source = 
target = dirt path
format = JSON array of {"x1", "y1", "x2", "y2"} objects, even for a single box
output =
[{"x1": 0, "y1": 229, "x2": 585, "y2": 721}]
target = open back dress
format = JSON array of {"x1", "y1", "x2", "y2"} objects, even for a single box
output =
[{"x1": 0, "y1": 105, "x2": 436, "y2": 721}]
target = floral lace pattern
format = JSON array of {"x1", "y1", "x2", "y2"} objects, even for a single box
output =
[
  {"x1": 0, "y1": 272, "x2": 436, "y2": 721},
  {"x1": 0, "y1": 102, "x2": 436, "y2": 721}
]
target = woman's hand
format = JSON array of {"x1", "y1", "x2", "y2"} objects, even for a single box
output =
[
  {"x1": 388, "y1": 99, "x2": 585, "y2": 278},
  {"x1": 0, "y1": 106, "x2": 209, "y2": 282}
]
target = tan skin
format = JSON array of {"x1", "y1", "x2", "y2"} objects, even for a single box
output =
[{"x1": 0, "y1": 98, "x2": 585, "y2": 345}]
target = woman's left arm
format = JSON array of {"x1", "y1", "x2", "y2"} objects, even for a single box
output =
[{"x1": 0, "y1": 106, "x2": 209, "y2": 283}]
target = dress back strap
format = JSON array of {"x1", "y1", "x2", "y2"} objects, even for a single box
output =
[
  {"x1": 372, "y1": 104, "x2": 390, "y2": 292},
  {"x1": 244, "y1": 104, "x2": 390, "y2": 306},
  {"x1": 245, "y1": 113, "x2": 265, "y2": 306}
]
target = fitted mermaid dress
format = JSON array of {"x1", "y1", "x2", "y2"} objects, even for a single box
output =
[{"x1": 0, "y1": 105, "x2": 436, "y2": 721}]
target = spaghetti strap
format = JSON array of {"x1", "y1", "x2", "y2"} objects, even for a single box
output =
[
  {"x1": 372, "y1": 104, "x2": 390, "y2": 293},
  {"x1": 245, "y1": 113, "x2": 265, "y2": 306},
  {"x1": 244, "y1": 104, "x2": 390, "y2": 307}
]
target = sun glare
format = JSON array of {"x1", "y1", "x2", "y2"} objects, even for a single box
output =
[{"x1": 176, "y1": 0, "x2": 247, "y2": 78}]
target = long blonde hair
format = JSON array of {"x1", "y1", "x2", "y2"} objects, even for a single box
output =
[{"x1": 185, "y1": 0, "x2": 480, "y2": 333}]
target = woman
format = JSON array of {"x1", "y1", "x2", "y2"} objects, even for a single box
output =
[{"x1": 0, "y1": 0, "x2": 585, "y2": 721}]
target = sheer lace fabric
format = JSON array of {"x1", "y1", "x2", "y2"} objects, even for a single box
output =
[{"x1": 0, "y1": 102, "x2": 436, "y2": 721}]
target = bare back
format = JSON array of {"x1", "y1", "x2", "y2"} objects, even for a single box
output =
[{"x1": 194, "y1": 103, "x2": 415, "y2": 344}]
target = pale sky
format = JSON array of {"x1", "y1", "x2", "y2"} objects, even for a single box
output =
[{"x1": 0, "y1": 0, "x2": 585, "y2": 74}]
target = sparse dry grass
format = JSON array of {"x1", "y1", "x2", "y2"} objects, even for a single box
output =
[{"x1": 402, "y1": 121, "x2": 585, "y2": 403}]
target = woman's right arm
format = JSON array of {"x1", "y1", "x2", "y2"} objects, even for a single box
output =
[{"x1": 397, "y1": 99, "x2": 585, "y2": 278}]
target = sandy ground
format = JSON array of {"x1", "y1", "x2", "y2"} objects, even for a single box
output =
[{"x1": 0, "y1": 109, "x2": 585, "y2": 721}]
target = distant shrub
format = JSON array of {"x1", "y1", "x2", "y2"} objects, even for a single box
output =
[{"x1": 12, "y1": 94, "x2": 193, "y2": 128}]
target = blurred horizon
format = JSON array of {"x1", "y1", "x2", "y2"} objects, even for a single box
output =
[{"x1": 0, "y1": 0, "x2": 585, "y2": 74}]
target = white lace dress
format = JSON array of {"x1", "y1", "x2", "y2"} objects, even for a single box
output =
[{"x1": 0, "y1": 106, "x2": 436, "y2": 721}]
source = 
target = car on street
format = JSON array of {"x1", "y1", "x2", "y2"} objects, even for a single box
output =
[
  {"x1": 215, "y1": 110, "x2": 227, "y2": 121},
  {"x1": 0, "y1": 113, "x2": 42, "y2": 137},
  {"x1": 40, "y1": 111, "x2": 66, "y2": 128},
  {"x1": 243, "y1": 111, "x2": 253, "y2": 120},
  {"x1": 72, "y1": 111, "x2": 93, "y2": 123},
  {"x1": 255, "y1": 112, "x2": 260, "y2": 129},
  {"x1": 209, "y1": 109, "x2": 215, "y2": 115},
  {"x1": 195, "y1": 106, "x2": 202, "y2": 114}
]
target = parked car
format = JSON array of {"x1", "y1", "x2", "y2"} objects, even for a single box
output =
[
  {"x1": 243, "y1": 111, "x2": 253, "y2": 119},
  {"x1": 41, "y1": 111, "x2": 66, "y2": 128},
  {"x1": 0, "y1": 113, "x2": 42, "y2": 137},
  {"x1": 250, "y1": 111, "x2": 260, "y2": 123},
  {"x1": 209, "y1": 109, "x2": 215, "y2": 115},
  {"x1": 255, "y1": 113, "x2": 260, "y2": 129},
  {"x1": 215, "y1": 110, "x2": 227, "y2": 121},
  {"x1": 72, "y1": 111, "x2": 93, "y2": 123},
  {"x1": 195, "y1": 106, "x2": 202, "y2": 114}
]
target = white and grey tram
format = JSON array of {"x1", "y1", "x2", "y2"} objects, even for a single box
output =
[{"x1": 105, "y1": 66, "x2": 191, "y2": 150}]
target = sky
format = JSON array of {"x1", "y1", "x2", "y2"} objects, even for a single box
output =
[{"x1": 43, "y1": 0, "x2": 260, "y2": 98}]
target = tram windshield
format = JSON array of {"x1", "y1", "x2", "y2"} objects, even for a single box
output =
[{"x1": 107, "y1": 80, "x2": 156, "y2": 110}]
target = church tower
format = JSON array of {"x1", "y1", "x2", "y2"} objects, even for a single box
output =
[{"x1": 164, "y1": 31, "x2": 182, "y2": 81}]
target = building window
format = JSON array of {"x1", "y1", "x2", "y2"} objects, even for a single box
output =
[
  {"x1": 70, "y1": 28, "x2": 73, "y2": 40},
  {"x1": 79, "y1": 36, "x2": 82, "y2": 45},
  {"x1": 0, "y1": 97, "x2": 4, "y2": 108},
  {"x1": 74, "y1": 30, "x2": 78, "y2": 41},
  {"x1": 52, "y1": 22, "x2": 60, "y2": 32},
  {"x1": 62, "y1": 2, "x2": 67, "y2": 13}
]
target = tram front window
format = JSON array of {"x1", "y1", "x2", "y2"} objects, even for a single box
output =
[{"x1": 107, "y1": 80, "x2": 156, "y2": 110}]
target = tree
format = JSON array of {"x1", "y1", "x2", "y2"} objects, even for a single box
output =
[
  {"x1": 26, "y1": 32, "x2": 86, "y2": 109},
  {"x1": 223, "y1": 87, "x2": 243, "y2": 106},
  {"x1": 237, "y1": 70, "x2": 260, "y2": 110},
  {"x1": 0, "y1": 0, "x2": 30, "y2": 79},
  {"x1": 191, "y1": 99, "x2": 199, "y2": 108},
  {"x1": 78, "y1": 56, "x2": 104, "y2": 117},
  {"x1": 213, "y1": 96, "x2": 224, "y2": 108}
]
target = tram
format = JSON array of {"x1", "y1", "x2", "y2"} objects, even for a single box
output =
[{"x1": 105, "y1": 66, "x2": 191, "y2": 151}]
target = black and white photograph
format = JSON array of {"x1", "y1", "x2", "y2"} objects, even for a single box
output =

To be done
Return every line of the entries that contains the string "lace".

Completed exercise
target = floral lace pattern
target = sheer lace fabric
target = white lace dress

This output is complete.